== Selected extract

Christina Zimmer, principal at Stonehill & Taylor Architects in New York on the trend for uniqueness in urban hotels
We've been through a hotel boom in New York and other major American cities in the past few years. Every segment, from ultra-luxury to select service has benefited. But at the same time, the increase in hotel rooms made the city hospitality market a lot more competitive.
In a city like New York, hotels needed to put more emphasis than ever on design and 'uniqueness' to help offset the city-wide reality of smaller room sizes and higher rates, as well as to stand out among competition. This strategy helped drive the independent/ boutique hotel market, but also pushed major brands into creating non-standard room designs. Brands such as Marriott Residence Inn specifically state that its prototypes are not allowed in NYC. Our designs look to achieve an authentic experience, unique to that locale. For example, in The Refinery Hotel, our work was heavily influenced by the location (New York's Garment District) and the building's past (a former garment factory).

====
== Data records

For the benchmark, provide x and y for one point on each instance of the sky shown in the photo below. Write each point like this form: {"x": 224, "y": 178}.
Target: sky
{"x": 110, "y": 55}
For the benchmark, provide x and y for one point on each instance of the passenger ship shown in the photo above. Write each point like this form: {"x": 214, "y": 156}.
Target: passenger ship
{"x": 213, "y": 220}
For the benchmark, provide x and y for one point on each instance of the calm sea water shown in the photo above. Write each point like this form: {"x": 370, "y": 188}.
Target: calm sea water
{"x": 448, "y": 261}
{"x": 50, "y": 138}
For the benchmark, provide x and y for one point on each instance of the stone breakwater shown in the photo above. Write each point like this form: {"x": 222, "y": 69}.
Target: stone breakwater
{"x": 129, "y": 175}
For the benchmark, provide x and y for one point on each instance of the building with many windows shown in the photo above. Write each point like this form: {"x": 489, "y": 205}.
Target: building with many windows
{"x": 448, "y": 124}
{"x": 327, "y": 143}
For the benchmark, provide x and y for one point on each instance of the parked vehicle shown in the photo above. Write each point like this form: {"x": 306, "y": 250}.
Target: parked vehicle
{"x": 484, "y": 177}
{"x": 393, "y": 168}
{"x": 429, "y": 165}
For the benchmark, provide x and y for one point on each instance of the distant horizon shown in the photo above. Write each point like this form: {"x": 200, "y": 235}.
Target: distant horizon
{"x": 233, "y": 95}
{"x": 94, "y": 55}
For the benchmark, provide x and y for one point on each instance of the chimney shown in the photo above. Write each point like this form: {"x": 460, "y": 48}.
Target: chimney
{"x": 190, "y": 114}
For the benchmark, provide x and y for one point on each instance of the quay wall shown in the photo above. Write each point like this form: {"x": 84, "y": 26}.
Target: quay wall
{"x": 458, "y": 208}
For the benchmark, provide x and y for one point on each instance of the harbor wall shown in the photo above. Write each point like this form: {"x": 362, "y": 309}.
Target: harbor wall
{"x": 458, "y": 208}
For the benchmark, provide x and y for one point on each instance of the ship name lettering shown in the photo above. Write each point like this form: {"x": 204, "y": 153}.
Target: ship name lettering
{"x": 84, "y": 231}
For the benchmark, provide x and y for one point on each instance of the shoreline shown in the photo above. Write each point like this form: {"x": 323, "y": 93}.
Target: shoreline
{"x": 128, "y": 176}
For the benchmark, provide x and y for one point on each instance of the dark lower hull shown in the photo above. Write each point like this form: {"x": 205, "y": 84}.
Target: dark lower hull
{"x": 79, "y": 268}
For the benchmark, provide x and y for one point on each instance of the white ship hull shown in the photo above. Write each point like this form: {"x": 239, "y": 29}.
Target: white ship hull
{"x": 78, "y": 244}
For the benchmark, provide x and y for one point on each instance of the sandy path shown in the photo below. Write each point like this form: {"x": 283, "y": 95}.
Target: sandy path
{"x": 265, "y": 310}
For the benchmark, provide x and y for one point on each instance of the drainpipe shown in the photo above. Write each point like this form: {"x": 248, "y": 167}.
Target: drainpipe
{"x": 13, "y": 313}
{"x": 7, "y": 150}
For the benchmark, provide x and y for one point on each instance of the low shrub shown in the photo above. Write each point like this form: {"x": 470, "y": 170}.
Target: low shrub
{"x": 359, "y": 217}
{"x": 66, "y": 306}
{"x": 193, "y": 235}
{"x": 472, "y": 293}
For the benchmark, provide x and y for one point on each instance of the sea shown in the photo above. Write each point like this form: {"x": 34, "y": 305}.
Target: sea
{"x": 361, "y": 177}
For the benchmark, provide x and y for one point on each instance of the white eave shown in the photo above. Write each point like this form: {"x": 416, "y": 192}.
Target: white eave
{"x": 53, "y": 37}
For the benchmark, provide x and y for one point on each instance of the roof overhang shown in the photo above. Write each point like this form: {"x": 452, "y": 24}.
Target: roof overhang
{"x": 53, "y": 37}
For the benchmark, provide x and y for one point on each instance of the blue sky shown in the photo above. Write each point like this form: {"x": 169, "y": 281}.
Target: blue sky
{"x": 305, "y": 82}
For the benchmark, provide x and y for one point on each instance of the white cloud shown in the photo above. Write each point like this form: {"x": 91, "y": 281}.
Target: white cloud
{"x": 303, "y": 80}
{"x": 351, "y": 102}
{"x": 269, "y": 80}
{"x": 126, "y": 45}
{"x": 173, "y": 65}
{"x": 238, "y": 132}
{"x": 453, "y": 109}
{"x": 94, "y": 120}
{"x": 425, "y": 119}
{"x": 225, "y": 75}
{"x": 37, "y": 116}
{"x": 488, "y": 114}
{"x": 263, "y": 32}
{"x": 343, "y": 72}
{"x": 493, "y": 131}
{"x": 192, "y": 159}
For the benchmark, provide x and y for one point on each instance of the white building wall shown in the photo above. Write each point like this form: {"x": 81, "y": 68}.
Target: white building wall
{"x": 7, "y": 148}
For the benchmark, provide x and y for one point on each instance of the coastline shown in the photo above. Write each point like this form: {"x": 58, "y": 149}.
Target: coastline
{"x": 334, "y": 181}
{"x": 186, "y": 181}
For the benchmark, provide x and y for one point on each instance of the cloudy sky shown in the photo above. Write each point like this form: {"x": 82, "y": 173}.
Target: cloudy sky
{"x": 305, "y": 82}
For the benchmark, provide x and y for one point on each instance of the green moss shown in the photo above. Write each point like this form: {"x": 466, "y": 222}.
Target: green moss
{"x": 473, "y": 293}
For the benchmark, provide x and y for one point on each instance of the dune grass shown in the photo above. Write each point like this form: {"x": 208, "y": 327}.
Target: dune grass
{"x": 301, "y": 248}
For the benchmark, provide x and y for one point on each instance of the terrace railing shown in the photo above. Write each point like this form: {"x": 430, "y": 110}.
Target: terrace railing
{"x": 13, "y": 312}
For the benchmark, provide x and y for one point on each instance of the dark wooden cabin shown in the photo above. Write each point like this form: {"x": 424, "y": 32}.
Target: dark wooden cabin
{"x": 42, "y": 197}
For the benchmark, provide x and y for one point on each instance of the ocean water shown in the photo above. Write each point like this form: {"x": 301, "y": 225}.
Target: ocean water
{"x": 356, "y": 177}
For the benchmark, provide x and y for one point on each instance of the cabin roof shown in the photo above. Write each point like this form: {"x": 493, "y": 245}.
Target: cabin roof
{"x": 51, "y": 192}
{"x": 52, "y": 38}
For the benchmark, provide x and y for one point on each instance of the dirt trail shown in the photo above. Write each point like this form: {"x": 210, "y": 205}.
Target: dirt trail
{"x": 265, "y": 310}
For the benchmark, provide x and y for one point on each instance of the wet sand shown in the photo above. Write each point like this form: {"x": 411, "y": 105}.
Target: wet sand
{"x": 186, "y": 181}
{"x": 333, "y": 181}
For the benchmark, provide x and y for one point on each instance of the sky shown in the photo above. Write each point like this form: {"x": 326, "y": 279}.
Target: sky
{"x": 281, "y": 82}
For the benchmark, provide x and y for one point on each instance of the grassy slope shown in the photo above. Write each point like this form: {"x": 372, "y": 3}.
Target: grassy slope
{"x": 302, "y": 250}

====

Which words make up the stretch from "Christina Zimmer, principal" through "lot more competitive." in the passage on uniqueness in urban hotels? Quote them in full.

Christina Zimmer, principal at Stonehill & Taylor Architects in New York on the trend for uniqueness in urban hotels
We've been through a hotel boom in New York and other major American cities in the past few years. Every segment, from ultra-luxury to select service has benefited. But at the same time, the increase in hotel rooms made the city hospitality market a lot more competitive.